Dataset records:
Start of Block
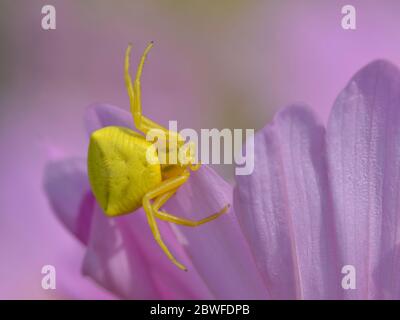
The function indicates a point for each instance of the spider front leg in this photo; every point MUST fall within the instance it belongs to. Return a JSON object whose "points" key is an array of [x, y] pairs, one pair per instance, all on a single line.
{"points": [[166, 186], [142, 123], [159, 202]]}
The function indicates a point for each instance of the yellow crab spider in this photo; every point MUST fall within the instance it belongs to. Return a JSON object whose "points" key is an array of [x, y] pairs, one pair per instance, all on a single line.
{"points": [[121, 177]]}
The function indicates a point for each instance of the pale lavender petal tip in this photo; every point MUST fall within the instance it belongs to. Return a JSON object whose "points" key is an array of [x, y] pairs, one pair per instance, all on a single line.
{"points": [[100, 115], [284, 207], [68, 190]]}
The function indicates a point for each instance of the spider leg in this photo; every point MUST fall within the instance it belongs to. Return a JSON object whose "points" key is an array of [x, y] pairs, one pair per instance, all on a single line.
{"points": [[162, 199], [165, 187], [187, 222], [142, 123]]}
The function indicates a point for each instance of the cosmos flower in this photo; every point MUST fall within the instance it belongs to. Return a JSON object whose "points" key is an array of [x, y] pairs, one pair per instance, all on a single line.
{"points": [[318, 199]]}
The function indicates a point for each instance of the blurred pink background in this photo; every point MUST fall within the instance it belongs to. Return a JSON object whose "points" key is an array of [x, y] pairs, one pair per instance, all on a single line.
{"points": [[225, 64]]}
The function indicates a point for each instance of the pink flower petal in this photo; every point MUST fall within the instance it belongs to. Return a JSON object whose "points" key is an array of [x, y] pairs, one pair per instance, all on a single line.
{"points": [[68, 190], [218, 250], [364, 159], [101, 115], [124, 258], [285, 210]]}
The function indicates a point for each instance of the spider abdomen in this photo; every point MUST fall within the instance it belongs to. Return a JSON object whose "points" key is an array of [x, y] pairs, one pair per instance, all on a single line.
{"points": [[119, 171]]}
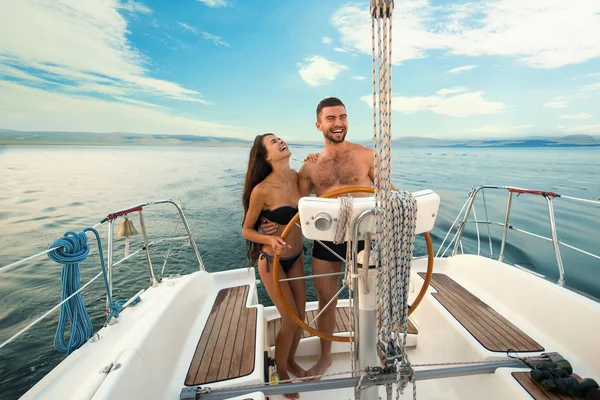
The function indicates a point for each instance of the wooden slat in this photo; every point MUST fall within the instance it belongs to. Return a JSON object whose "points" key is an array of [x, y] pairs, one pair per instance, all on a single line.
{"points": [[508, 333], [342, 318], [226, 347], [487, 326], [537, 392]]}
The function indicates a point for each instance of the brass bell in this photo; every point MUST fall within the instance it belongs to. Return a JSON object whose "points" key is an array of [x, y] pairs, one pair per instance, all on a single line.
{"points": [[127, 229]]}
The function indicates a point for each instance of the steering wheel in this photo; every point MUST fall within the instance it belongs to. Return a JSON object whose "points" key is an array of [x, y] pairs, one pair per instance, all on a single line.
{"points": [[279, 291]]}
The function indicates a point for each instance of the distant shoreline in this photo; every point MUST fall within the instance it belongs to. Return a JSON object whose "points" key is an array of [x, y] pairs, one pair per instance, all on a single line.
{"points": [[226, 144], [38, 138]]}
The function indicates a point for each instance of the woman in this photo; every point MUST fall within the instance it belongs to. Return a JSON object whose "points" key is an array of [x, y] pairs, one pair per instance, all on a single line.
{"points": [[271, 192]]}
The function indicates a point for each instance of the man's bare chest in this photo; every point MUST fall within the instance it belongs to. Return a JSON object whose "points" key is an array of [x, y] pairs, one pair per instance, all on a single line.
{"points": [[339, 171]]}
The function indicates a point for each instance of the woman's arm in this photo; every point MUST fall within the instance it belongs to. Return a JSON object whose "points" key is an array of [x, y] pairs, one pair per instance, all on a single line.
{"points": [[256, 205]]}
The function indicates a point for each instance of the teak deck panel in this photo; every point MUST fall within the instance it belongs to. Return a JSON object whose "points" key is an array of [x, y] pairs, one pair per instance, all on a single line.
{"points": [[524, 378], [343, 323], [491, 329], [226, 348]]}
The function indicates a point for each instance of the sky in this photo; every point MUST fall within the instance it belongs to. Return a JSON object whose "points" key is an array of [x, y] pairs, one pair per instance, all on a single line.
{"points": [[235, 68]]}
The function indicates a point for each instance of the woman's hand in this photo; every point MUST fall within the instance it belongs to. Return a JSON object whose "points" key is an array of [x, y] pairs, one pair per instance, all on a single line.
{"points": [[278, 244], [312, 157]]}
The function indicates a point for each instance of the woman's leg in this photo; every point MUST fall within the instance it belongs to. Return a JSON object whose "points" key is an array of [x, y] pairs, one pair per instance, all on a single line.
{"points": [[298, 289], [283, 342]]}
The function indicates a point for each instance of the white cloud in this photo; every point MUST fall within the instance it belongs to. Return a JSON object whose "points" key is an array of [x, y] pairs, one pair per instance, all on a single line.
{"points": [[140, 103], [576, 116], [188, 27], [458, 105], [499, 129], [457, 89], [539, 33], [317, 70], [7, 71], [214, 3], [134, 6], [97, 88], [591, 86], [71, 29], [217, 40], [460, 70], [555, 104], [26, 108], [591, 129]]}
End of Block
* _Exercise description_:
The records above should be returned exactly; no image belongs in the copy.

* _Answer to this task_:
The function indicates a point for each instance of the spider front leg in this photo; every point MUST fall within the instance it belongs to. Return a JSON object whose "points" key is an array of [x, y] pairs, one pair per instance, all on a single line.
{"points": [[166, 186], [142, 123], [159, 202]]}
The function indicates a point for each instance of the yellow crab spider in this photo; every point MUST fall within the instance it belongs to. Return a JSON object whose "points" key is an array of [x, y] pairs, one pair per instance, all on a single line.
{"points": [[121, 177]]}
The function indicates a point for each instance of the pale lavender petal tip in this photo; every point MUST fall within the instance it belongs to. Return a JSON object whose "points" key is an array of [x, y] pairs, one pair per instance, all on a single line.
{"points": [[100, 115], [284, 207], [68, 190]]}
The function indicates a point for each instance of the spider leg in this photo; every point MUST fall within the instance it belongs to. Return a JSON object whose "points" key is an array of [x, y] pairs, one pair per instance, all on a single line.
{"points": [[162, 199], [165, 187], [187, 222], [142, 123]]}
The function indicates a point for each instance of the cosmos flower in this photo; every point MUST fall within the instance it belongs to. Return a JSON object whose "points" key is an array of [x, y] pairs, one pair per instance, all on a single line.
{"points": [[318, 199]]}
The function indicates a point for each instance of the blurred pink background in this photo; every point MUST fall within the instance it belongs to. Return a JSON object whose "points" key is an array of [x, y] pairs, one pair per instance, all on a single line.
{"points": [[225, 64]]}
The function indicates a point for each instance of the pink flower petal in this photo; every point MUST fall within the instance it belongs to. Return a JSON object whose "points" key is an array of [x, y] pairs, one pair per instance, all on a single line.
{"points": [[68, 190], [218, 250], [364, 159], [101, 115], [124, 258], [285, 210]]}
The function indicates a point for each instance of the spider abdomen in this photo; every point MUST fall within the instance it belongs to. Return a JSON object whose "points" key is an array of [x, y] pairs, one pair per instance, all on a single line.
{"points": [[119, 171]]}
The function indicates a point for each instance of the wooden slat in this photo; every point MUST fall within the instance it belongs to. Return a JSON object whose "points" key is an array of [x, y] pairs, one pair per instance, all on a single line.
{"points": [[508, 333], [342, 318], [226, 347], [487, 326], [537, 392]]}
The function indicates a point for each instance of the brass bell in this photo; every point MUST fall within the instance it belongs to. Return a JSON object whose "points" key is an array of [x, y] pairs, one pair per instance, all on a single line.
{"points": [[127, 229]]}
The function indicates a point for each instance of the steering wheel in this photo; every point MUST fall within the instance it belongs to. Return a JSON object whose "points" key is an array of [x, y] pairs, one pair per instance, all on a single line.
{"points": [[279, 291]]}
The function indicates a point for each instance of the distant shoreline in this photo; every point MUST fall within the instance it belongs to. Return a JSON object whose "points" key is an array of [x, y] pairs, one pair per instance, all on a single line.
{"points": [[226, 144], [38, 138]]}
The function indicates a point for each instance of the woman in this photo; every point MUST fall within the instance it belongs to. Return a JSON object whose "points" key is an array of [x, y] pairs, one pair per instance, all on a single line.
{"points": [[271, 192]]}
The function indicates a point for each instance of the man's bare chest in this photo; every point MUST fall within the instance it belongs to. Return a JSON object whose "points" key is an array of [x, y] pairs, one pair per instance, all on a single line.
{"points": [[339, 171]]}
The function indicates a point for each instance of the woman's arm in this photo; every point MUST fall within the instance it belongs to. Return a JSON object whose "points" key is an array of [x, y] pairs, one pair per instance, all on a single line.
{"points": [[256, 205]]}
The function indicates a point for each instance of the teak deck panel in this photo; every point MUST fall within the instance it belongs to. Return a JSON object whose "points" key is an array of [x, y] pairs, one pair per instance, all on a single line.
{"points": [[524, 378], [343, 323], [491, 329], [226, 348]]}
The function indicates a point for each instance of the sky in this photo; every point MUST fall within the instance it belongs to. Return a JSON object whose "points" key is an array of [x, y] pairs, one pair per instance, all on a single line.
{"points": [[235, 68]]}
The function indicates a point for each instance of the woman's hand in this photo; every point MUST fall within the instance it belongs to. Return a JSON object whose "points" key is an array of [x, y] pairs, one pair per instance, all on a single line.
{"points": [[278, 244], [312, 157]]}
The function indicates a point for each instance of the woman's leg in this photo; every point MUST fall within the instance it belongs to. Return a JSON object whose "points" key is an array of [x, y] pairs, one pair per instance, all on a single line.
{"points": [[298, 289], [283, 342]]}
The function indicates a point for each instance of the white cloud in this photo; every point MUST fall within the instance it belongs to. Return a JSON object whose "points" key is an array of [x, y] pairs, one pair per instance, all on a single line.
{"points": [[140, 103], [576, 116], [188, 27], [458, 105], [499, 129], [457, 89], [539, 33], [317, 70], [7, 71], [214, 3], [134, 6], [97, 88], [591, 86], [71, 29], [217, 40], [460, 70], [555, 104], [26, 108], [591, 129]]}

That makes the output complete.